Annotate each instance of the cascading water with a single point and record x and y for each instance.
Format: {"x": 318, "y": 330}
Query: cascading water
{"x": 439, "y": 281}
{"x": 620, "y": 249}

__________________________________________________

# [Exercise details]
Return the lines above word for word, keeping every character unchanged.

# [Result below]
Annotate each instance of the cascading water with a single point and record x and y for each instance.
Format: {"x": 318, "y": 330}
Query: cascading water
{"x": 439, "y": 281}
{"x": 620, "y": 249}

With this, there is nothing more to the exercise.